» Selected extract
------------------------------
How to define your event format and maximise its effectiveness

Author: Kazuto Yoshii

“Online is not a simple replacement for the real thing,” says JTB Communication Design’s (JCD) Kazuto Yoshii. ” Think about the added value of a new event fusing both.”

Yoshii from the Meeting & Convention Division at Japan-based JCD, a full-service corporate event agency told M&IT that the demand for online events in addition to live events has increased sharply. Yoshii shares with M&IT the kind of events the agency is striving to create and how it intends to achieve it, given the difficulty of holding large-scale, on-site events during the current Covid-19 climate. 

Currently, many physical events have been cancelled due to the influence of Covid-19, and the demand for online events is increasing. Fortunately, JCD has been involved in online events for a long time. It is common practice to distribute video recordings to people who cannot participate in lectures and other events. In addition, live video distribution is done in real-time for events like award ceremonies where the newest information is important.

Nowadays, it is not uncommon for not only the audience, but the performers to be online as well. Companies are also making more complex demands, such as inviting presenters from overseas to hold discussions in real-time and then inserting audio from the interpreters.

In addition, it is important to take the ways in which people participate in online events into account, meaning the freedom of place and space while using devices such as PCs and smartphones. As work styles are diversifying, using a smartphone while on the move as if reading a book, has become another way to participate in events.

Online events can be broadly divided into four formats

The first one, ‘on-demand distribution event‘, means editing a lecture or seminar that was held, and distributing the video and audio at a later date. Since it can be viewed at any time for a certain period, it has the advantage that busy people can watch it repeatedly at the time and place most convenient for them, and it can also reach more people.
------------------------------
» Listed entries
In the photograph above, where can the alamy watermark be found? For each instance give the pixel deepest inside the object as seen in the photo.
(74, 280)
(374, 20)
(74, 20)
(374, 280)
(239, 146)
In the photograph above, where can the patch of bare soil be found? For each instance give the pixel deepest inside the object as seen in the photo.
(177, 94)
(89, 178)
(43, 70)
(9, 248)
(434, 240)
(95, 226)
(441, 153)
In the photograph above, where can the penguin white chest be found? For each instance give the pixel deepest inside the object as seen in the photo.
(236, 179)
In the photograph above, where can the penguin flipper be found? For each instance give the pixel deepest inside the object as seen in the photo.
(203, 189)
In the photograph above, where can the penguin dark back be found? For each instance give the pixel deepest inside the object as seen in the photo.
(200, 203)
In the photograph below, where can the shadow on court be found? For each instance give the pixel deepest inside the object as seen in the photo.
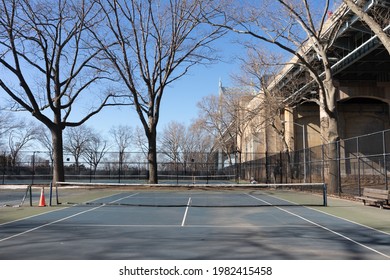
------------------------------
» Problems to solve
1/ From the event-format article, extract the stretch from "In addition, it" through "reach more people." without changing a word.
2/ Extend the article on online event formats, picking up after its last sentence.
The entries have no connection to the event-format article.

» Task results
1/
In addition, it is important to take the ways in which people participate in online events into account, meaning the freedom of place and space while using devices such as PCs and smartphones. As work styles are diversifying, using a smartphone while on the move as if reading a book, has become another way to participate in events.

Online events can be broadly divided into four formats

The first one, ‘on-demand distribution event‘, means editing a lecture or seminar that was held, and distributing the video and audio at a later date. Since it can be viewed at any time for a certain period, it has the advantage that busy people can watch it repeatedly at the time and place most convenient for them, and it can also reach more people.

2/
The second is ‘live distribution event‘. This means distributing the video at the same time as the actual event, such as an entrance ceremony or the presentation of a new product. The unedited video is delivered in real-time, making it possible for people in remote locations who have difficulty physically attending to share the moment and atmosphere with those in the venue.

The third type is the ‘virtual event‘, in which a virtual space is built for events such as exhibitions and trade fairs, where exhibits and company booths can be set up online. By accessing this virtual space you can see the exhibit as if you had participated in the event. You can experience the event regardless of the venue or location, but the disadvantage is that it takes time and money to build the system. Also, at the current business level, it may be difficult to hold large-scale business negotiations and conclude contracts in a virtual space.

Lastly, the fourth, ‘hybrid event‘. This style of event uses live distribution and virtual rooms that are available online, in addition to a physical event. Multiplying real-world events and online solutions will make offline and online feel the same. In addition, it is possible to maximize the effect of marketing measures, such as being able to grasp the behaviour history of participants online.